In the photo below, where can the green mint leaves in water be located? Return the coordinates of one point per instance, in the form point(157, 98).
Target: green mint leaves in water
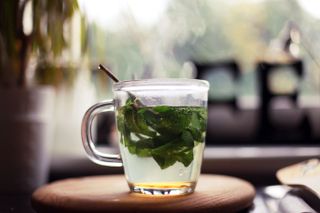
point(168, 134)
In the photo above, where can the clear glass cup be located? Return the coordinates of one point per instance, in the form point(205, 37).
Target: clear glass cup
point(162, 126)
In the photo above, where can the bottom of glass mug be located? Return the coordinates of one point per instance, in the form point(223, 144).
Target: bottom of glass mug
point(163, 189)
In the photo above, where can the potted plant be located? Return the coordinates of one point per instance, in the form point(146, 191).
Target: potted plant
point(26, 105)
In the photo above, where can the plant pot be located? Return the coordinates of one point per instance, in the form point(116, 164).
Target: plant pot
point(25, 135)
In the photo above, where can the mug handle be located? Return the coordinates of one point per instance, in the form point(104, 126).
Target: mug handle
point(112, 160)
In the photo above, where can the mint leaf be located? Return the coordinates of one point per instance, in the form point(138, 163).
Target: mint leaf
point(168, 134)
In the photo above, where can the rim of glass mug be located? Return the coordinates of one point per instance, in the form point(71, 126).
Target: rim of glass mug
point(161, 83)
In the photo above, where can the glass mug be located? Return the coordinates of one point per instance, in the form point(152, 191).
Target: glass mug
point(162, 126)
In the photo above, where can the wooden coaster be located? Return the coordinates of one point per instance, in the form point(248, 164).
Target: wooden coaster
point(214, 193)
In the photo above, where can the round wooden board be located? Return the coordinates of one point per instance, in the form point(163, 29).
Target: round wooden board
point(214, 193)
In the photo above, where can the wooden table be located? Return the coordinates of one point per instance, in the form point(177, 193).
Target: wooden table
point(214, 193)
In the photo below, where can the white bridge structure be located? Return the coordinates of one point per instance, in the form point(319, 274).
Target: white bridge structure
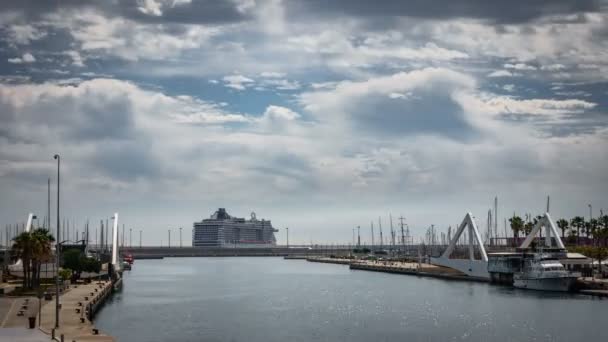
point(479, 267)
point(471, 266)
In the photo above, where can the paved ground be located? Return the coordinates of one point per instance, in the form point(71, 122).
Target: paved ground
point(69, 320)
point(10, 309)
point(22, 335)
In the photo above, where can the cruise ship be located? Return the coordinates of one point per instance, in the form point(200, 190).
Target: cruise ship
point(222, 230)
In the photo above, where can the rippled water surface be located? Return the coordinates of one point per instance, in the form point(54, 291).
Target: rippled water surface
point(271, 299)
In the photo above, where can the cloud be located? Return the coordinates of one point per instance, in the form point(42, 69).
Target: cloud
point(514, 12)
point(145, 11)
point(520, 66)
point(77, 59)
point(128, 39)
point(509, 87)
point(238, 82)
point(26, 58)
point(553, 67)
point(272, 74)
point(24, 34)
point(494, 105)
point(501, 73)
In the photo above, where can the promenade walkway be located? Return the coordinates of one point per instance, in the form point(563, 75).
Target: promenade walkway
point(73, 321)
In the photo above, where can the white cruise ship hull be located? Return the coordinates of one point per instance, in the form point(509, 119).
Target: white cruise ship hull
point(561, 284)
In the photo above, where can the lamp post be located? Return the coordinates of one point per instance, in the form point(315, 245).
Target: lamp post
point(57, 249)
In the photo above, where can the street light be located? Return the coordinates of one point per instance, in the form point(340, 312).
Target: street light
point(57, 250)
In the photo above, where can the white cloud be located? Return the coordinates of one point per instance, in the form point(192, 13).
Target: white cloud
point(272, 74)
point(509, 87)
point(553, 67)
point(77, 59)
point(493, 104)
point(238, 82)
point(129, 40)
point(520, 66)
point(24, 34)
point(155, 7)
point(501, 73)
point(26, 58)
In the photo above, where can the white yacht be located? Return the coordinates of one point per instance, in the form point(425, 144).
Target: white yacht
point(542, 272)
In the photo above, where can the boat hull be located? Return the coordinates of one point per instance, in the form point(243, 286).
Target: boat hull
point(561, 284)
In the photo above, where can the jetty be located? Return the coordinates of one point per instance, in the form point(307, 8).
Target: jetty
point(79, 303)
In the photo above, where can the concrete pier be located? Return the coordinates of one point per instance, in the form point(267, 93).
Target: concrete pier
point(410, 268)
point(78, 305)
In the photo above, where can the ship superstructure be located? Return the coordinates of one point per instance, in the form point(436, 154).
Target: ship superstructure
point(223, 230)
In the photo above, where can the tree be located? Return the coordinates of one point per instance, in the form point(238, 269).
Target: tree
point(71, 259)
point(517, 225)
point(22, 248)
point(33, 248)
point(41, 252)
point(563, 226)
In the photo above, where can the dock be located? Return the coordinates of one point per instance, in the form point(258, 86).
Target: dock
point(411, 268)
point(79, 303)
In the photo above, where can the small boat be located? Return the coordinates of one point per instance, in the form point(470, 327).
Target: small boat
point(545, 273)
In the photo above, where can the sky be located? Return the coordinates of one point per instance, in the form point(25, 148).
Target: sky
point(318, 115)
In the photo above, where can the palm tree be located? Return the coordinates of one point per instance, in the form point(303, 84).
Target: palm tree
point(563, 226)
point(517, 225)
point(22, 248)
point(42, 251)
point(33, 248)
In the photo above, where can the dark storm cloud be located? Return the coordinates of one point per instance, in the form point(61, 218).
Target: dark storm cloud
point(196, 12)
point(501, 12)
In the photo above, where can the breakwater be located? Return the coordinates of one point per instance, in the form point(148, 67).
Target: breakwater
point(79, 303)
point(164, 252)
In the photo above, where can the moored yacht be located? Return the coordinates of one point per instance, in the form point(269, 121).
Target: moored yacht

______

_YOUR TASK_
Reproduce the entire listing above line for line without changing a word, and leave out the pictures.

_TASK OUTPUT_
In the photo below, where can the green mint leaves in water be located? Return the coordinates of one point per instance, in the form point(157, 98).
Target: green mint leaves in water
point(168, 134)
In the photo above, where can the clear glass cup be located? Return the coordinates of one point per instance, in the form point(205, 37).
Target: clear glass cup
point(162, 126)
In the photo above, where can the bottom of glass mug be located? Return the coordinates of one point per instance, in the form point(223, 144).
Target: bottom of glass mug
point(163, 189)
In the photo above, where can the potted plant be located? Return the coordinates of one point per instance, in the form point(146, 191).
Target: potted plant
point(26, 105)
In the photo above, where can the plant pot be located? Return the coordinates of one point per instance, in the form point(116, 164).
Target: plant pot
point(25, 135)
In the photo above, where can the mug handle be located? Return the coordinates of one point per instance, in the form point(104, 126).
Target: mug handle
point(112, 160)
In the photo above, where can the mint leaf be located? Return the coordinates of one point per instance, in the form point(138, 163).
Target: mint leaf
point(168, 134)
In the photo above, where can the rim of glass mug be located? Return the coordinates of one point per instance, in the form point(71, 126).
Target: rim of glass mug
point(161, 83)
In the photo above, where can the glass mug be located? Return the coordinates of one point per instance, in the form point(152, 191).
Target: glass mug
point(162, 126)
In the photo above, where can the wooden coaster be located? Return the coordinates of one point per instance, in the form point(248, 164).
Target: wooden coaster
point(214, 193)
In the photo above, where can the round wooden board be located? Return the coordinates of one point per instance, in the form point(163, 29).
Target: round wooden board
point(214, 193)
In the photo above, where can the wooden table be located? Return the coordinates of one point per instance, in the form point(177, 193).
Target: wooden table
point(214, 193)
In the photo below, where can the white bridge structure be located? Return the coordinates of one point per instance, in the form point(319, 274).
Target: white bridge structure
point(479, 267)
point(471, 266)
In the photo above, where can the paved ground be located? Return the coordinates of one point per instance, in the form point(71, 122).
Target: paved ground
point(69, 320)
point(10, 309)
point(22, 335)
In the photo above, where can the cruise ship be located? Return the coordinates of one point per instance, in the form point(200, 190).
Target: cruise ship
point(222, 230)
In the photo above, where can the rippled water surface be located? Return the coordinates of one point per instance, in the form point(54, 291).
Target: rippled water surface
point(271, 299)
In the photo above, where can the cloud be located? Return the coordinates of one point per instance, in the form point(42, 69).
Target: cloud
point(514, 12)
point(145, 11)
point(520, 66)
point(77, 59)
point(128, 39)
point(509, 87)
point(238, 82)
point(26, 58)
point(553, 67)
point(272, 74)
point(24, 34)
point(494, 105)
point(501, 73)
In the photo above, where can the promenade walkway be located? Return the coordinates of one point per instance, in the form point(563, 75).
Target: promenade walkway
point(73, 321)
In the photo above, where can the white cruise ship hull be located? Return the coordinates of one point per instance, in the form point(509, 119).
Target: white cruise ship hull
point(561, 284)
In the photo above, where can the lamp post be located? Return the coordinates of one point per instance, in the form point(315, 245).
Target: lamp post
point(57, 249)
In the photo above, where can the street light be located? Return the coordinates of one point per instance, in the form point(340, 312).
Target: street light
point(57, 250)
In the photo above, where can the white cloud be located? Return the coordinates of one point per instance, in the form point(192, 13).
Target: white cloud
point(272, 74)
point(509, 87)
point(553, 67)
point(77, 59)
point(493, 104)
point(238, 82)
point(129, 40)
point(520, 66)
point(24, 34)
point(155, 7)
point(501, 73)
point(26, 58)
In the photo above, where can the white yacht be located? Return the coordinates of one point per instance, in the form point(425, 144).
Target: white yacht
point(542, 272)
In the photo above, where can the boat hull be located? Return the coordinates of one point per instance, in the form point(243, 286).
Target: boat hull
point(561, 284)
In the photo above, where can the jetty be located? Return the coordinates of one point per instance, in the form point(307, 8).
Target: jetty
point(79, 303)
In the photo above, where can the concrete pier be located? Return the coordinates of one point per instance, in the form point(267, 93).
Target: concrete pier
point(410, 268)
point(78, 305)
In the photo above, where can the ship superstructure be located? Return the coordinates of one point per instance, in the form point(436, 154).
Target: ship superstructure
point(223, 230)
In the photo above, where can the tree be located? Return the coordinates of one point per instance, in the form point(238, 269).
Target: tree
point(71, 259)
point(517, 225)
point(22, 248)
point(33, 248)
point(41, 252)
point(563, 226)
In the photo above, where can the dock be located? Return the coordinates of one point per instance, in the form point(258, 86).
Target: dock
point(411, 268)
point(79, 303)
In the photo above, where can the small boat be located? Return the coordinates of one point per instance, in the form point(470, 327).
Target: small boat
point(545, 273)
In the photo above, where can the sky be located? Return the coordinates of one point per instance, in the form point(25, 148).
Target: sky
point(318, 115)
In the photo above, where can the palm tree be located? Return the coordinates of one point per instance, in the form point(303, 84).
Target: palm tree
point(563, 226)
point(517, 225)
point(22, 248)
point(42, 251)
point(33, 248)
In the photo above, where can the dark storm cloud be located? Return the coordinates of one point per instance, in the form point(61, 218).
Target: dark storm cloud
point(196, 12)
point(501, 12)
In the photo above, where can the breakwater be located? Return the coordinates of one point per instance, in the form point(148, 67).
Target: breakwater
point(79, 303)
point(164, 252)
In the photo above, where can the moored yacht be located? Return the coordinates of one point per instance, in the form point(269, 121).
Target: moored yacht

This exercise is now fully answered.